● **Text provided**
BSc CSIT (TU) Science Data Warehousing and Data Mining (BSc CSIT, CSC410) Question Paper 2079 Nepal

Q: Where can I find the BSc CSIT (TU) Data Warehousing and Data Mining (BSc CSIT, CSC410) question paper 2079?

The full BSc CSIT (TU) Data Warehousing and Data Mining (BSc CSIT, CSC410) 2079 (Regular (annual)) question paper is available free on Kekkei. You can read every question online and attempt the paper under timed exam conditions.

Q: Does the Data Warehousing and Data Mining (BSc CSIT, CSC410) 2079 paper come with solutions?

Yes. Every question on this Data Warehousing and Data Mining (BSc CSIT, CSC410) past paper includes a step-by-step solution, plus instant AI feedback when you attempt it on Kekkei.

Q: How many marks is the BSc CSIT (TU) Data Warehousing and Data Mining (BSc CSIT, CSC410) 2079 paper?

The BSc CSIT (TU) Data Warehousing and Data Mining (BSc CSIT, CSC410) 2079 paper carries 60 full marks and is meant to be completed in 180 minutes, across 12 questions.

Q: Is practising this Data Warehousing and Data Mining (BSc CSIT, CSC410) past paper free?

Yes — reading and attempting this Data Warehousing and Data Mining (BSc CSIT, CSC410) past paper on Kekkei is completely free.

Question

1Long answer10 marks

What is a data warehouse? Explain the three-tier architecture of a data warehouse in detail with a neat diagram.

data-warehousearchitecture

Answer 1

Data Warehouse

A data warehouse is a subject-oriented, integrated, time-variant and non-volatile collection of data that supports management's decision-making process (W. H. Inmon). It is a central repository that consolidates data from multiple heterogeneous operational sources for analysis and reporting (OLAP) rather than transaction processing.

Key characteristics:

Subject-oriented: organized around major subjects (customer, product, sales) rather than applications.
Integrated: data from different sources is cleaned and made consistent (naming, units, encoding).
Time-variant: stores historical data with a time dimension (years of data).
Non-volatile: data is loaded and read, but not updated/deleted in real time.

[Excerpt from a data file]
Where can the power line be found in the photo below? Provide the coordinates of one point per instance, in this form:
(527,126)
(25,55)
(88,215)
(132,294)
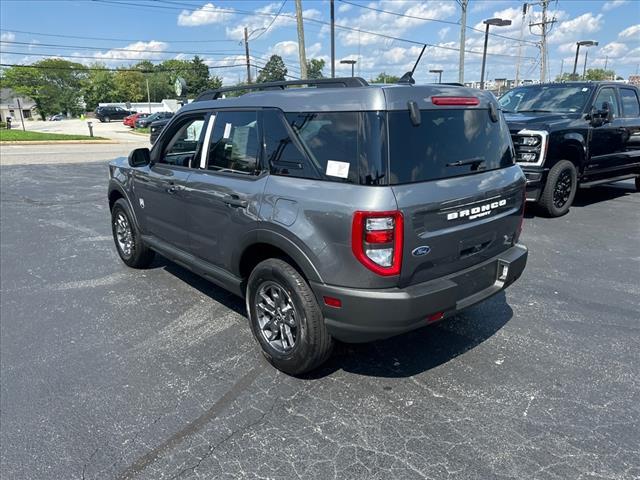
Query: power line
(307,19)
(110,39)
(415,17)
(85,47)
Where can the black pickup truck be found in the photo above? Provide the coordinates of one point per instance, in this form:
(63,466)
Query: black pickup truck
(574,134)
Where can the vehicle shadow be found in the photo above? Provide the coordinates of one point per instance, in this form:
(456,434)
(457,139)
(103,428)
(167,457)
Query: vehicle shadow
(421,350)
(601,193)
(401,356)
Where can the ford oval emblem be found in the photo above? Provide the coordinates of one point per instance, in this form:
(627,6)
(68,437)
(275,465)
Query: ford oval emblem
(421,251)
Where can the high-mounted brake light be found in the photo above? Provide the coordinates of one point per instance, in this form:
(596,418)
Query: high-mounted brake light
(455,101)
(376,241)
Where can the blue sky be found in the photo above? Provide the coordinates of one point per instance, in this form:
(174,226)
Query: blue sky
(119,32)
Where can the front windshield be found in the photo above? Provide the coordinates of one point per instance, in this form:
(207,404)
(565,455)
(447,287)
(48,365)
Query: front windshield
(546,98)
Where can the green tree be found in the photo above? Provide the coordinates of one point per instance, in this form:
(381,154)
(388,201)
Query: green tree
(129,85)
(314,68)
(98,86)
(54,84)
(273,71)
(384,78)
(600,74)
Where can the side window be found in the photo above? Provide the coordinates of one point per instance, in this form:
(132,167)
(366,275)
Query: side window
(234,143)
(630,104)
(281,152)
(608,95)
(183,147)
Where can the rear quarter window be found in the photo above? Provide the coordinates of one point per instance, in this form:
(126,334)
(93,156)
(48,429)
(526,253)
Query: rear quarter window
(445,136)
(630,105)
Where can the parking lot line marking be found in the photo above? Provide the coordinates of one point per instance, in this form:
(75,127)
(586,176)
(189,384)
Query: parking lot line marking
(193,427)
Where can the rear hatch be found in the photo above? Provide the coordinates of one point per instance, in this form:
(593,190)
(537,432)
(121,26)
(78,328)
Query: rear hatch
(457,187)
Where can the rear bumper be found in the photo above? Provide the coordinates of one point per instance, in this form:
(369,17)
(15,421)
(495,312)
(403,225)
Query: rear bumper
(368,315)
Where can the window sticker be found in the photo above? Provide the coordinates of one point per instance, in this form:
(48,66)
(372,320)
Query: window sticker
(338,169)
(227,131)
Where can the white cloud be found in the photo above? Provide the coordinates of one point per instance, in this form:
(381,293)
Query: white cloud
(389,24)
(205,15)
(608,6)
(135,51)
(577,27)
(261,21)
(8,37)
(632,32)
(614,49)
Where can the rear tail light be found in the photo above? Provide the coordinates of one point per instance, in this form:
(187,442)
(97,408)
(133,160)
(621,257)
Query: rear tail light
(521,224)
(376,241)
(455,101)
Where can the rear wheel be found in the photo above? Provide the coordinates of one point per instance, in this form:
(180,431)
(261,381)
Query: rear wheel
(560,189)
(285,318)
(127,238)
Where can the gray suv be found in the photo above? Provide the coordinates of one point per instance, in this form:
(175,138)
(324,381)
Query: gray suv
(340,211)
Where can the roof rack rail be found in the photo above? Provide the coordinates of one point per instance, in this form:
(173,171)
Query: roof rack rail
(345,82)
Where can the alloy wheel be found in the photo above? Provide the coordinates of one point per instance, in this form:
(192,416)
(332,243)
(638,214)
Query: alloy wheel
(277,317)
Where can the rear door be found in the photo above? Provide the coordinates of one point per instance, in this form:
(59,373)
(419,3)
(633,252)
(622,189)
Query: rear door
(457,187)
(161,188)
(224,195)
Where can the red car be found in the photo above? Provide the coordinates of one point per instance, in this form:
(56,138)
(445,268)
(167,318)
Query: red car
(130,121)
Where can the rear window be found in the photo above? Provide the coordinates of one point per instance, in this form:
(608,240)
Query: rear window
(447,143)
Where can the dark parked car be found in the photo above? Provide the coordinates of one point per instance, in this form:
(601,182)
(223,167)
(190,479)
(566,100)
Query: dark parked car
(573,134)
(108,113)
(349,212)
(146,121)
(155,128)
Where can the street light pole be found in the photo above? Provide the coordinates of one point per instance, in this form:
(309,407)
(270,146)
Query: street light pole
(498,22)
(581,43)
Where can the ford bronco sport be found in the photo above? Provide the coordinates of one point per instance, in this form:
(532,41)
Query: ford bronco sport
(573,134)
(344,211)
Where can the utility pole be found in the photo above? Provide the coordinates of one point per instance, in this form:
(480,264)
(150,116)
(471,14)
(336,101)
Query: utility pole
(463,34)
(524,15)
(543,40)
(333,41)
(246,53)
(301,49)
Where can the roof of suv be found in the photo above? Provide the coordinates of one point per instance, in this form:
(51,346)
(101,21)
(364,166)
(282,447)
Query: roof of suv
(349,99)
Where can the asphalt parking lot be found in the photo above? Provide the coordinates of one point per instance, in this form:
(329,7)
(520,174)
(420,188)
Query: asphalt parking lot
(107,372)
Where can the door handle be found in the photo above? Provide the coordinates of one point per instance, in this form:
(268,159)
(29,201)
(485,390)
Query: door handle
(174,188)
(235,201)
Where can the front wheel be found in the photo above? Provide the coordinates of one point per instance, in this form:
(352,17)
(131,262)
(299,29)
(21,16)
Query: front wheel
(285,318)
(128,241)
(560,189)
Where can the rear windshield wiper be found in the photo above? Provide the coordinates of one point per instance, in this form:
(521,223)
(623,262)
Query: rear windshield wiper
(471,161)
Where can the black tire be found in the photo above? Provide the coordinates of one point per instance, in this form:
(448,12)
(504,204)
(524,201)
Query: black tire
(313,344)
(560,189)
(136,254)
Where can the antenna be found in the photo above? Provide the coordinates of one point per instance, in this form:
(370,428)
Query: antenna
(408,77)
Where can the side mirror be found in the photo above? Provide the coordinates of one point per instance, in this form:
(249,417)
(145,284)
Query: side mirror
* * *
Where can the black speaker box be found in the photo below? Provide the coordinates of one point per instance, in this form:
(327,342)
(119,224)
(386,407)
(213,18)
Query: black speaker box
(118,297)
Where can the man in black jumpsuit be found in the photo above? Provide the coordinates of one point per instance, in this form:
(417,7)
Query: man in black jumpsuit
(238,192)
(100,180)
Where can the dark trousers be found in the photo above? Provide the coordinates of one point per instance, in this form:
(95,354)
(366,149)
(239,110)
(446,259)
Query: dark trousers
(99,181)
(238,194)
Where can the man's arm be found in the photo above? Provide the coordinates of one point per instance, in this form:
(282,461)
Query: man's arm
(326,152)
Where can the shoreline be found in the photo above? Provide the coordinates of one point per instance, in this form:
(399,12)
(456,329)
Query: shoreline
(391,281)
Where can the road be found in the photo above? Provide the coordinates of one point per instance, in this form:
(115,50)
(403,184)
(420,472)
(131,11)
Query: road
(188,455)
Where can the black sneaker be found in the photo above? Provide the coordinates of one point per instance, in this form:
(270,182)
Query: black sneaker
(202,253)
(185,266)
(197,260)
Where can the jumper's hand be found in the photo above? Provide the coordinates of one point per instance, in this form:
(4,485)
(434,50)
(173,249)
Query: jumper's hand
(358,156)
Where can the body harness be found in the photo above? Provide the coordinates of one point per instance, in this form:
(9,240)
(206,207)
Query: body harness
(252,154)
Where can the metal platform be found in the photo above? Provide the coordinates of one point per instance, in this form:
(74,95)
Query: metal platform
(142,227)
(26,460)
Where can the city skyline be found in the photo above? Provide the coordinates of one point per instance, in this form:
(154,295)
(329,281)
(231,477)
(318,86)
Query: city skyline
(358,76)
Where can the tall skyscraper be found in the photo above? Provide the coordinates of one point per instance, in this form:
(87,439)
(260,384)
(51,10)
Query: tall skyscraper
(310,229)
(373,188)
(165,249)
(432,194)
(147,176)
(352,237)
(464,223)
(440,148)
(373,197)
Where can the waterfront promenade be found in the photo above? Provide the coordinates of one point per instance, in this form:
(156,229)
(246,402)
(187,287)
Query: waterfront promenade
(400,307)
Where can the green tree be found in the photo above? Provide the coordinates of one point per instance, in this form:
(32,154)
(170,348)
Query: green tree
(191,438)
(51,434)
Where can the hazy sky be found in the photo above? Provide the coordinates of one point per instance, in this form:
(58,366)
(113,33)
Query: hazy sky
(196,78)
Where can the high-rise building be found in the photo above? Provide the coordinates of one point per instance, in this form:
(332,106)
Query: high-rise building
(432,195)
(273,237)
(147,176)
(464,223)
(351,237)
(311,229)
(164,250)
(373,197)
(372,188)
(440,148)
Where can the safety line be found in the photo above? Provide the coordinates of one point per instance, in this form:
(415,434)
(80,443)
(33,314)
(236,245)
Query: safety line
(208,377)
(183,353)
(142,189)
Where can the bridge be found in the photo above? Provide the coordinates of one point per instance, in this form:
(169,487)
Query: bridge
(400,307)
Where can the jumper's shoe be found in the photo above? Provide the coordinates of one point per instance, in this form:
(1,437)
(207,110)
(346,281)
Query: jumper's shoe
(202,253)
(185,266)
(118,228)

● **Your tasks**
A: According to the data warehousing page, how many full marks does the 2079 CSC410 paper carry?
B: List every key characteristic of a data warehouse that the data warehousing page gives.
C: Continue the data warehousing page from its last sentence.
You won't need these lines.

● **Outputs for the tasks**
A: 60 full marks.

B: Subject-oriented, integrated, time-variant, non-volatile.

C:
Three-Tier Architecture

A data warehouse is commonly built using a three-tier architecture:

  +-------------------------------------------------------+
  | Top Tier: Front-End Tools                             |
  | (Query, Reporting, OLAP, Data Mining, Dashboards)     |
  +-------------------------------------------------------+
                          ^
                          |
  +-------------------------------------------------------+
  | Middle Tier: OLAP Server                              |
  | (ROLAP / MOLAP / HOLAP engine)                        |
  +-------------------------------------------------------+
                          ^
                          |
  +-------------------------------------------------------+
  | Bottom Tier: Data Warehouse Server (RDBMS)            |
  |   Data Marts | Metadata | Monitoring & Administration |
  +-------------------------------------------------------+
     ^         ^
     | ETL     | (Extract, Transform, Load)
  +-----------------------+
  | Operational DBs, Flat |
  | files, External data  |
  +-----------------------+

1. Bottom Tier — Data Warehouse Server (Data layer):

A back-end relational database that stores the warehouse data.
Data is fed from operational databases, flat files and external sources through ETL (Extract, Transform, Load) / gateways (ODBC, JDBC, OLEDB).
Also holds the metadata repository (definitions of data, source mappings) and tools for monitoring and administration.

2. Middle Tier — OLAP Server: Presents the multidimensional view of data to the user. Implemented as:

ROLAP (Relational OLAP): maps multidimensional operations to standard relational tables (star/snowflake schema). Scales to large data.
MOLAP (Multidimensional OLAP): stores data in special multidimensional array structures (data cubes) for fast retrieval.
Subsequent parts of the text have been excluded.